• **EXTRACTO DEL DOCUMENTO**:
----

En París pasé cerca de tres años que resultaron “inolvidables”, tanto para lo bueno como para lo malo. En el apartado “sobre mí” del blog expliqué brevemente cómo llegué a la ciudad de la luz y cómo fue globalmente mi experiencia. Podéis incluso ver un resumen en video de esta etapa pinchando aquí.
Para aquellos que seáis más curiosos y queráis profundizar más los detalles, anécdotas y experiencias más personales que viví durante esta etapa he redactado una serie de dos posts, éste y otro más que publicaré próximamente. Espero que os gusten…
Año I: Ilusionado en la triste banlieue (periferia) de París
Los inicios
Mi primer trabajo fue en un hospital de la periferia de París (Evry). Allí formé parte de un equipo multidisciplinar especializado en fisioterapia ortopédica y neurológica, aunque a nuestra llegada el servicio de rehabilitación ni siquiera estaba en funcionamiento. Fue nuestro equipo el encargado de ponerlo en marcha. Así pues, durante el primer mes realizamos los protocolos de tratamiento desde cero, hicimos los pedidos de material y configuramos el organigrama técnico.

----

• **MATERIAL EXTRAÍDO**:
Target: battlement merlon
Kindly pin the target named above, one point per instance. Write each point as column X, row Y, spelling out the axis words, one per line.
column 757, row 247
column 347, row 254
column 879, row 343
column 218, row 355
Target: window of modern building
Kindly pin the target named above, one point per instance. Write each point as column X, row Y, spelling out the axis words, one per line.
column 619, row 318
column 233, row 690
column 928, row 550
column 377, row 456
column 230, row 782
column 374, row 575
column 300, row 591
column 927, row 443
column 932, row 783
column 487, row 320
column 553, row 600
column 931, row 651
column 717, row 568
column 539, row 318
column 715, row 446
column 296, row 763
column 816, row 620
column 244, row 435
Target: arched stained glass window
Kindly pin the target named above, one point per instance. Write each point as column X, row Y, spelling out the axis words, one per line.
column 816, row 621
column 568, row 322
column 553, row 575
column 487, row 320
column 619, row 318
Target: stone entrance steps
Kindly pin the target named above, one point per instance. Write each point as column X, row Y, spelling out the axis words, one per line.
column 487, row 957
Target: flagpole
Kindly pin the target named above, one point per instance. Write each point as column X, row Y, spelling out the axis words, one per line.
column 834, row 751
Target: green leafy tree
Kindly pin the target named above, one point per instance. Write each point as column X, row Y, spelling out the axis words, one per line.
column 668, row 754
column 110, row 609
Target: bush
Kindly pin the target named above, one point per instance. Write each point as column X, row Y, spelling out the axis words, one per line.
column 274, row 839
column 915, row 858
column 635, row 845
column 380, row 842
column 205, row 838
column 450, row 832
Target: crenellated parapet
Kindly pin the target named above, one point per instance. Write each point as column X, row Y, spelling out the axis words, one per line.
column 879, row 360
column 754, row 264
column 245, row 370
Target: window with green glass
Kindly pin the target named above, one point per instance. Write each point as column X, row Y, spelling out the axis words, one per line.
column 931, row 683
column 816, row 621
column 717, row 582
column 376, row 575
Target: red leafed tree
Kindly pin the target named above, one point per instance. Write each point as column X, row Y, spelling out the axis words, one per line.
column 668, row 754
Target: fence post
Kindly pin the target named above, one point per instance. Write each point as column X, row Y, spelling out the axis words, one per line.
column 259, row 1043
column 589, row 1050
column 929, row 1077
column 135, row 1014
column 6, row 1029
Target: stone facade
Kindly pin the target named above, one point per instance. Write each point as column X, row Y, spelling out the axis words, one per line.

----

• **TRABAJO POR HACER**:
(A) Transcribe del extracto sobre París el pasaje que va de "Para aquellos que" a "el organigrama técnico.".
(B) Según el extracto sobre París, ¿en qué localidad de la periferia estaba el hospital del primer trabajo?
Las líneas no guardan relación con el extracto sobre París.

• **RESPUESTAS NUMERADAS**:
(A)
Para aquellos que seáis más curiosos y queráis profundizar más los detalles, anécdotas y experiencias más personales que viví durante esta etapa he redactado una serie de dos posts, éste y otro más que publicaré próximamente. Espero que os gusten…
Año I: Ilusionado en la triste banlieue (periferia) de París
Los inicios
Mi primer trabajo fue en un hospital de la periferia de París (Evry). Allí formé parte de un equipo multidisciplinar especializado en fisioterapia ortopédica y neurológica, aunque a nuestra llegada el servicio de rehabilitación ni siquiera estaba en funcionamiento. Fue nuestro equipo el encargado de ponerlo en marcha. Así pues, durante el primer mes realizamos los protocolos de tratamiento desde cero, hicimos los pedidos de material y configuramos el organigrama técnico.

(B) En Evry.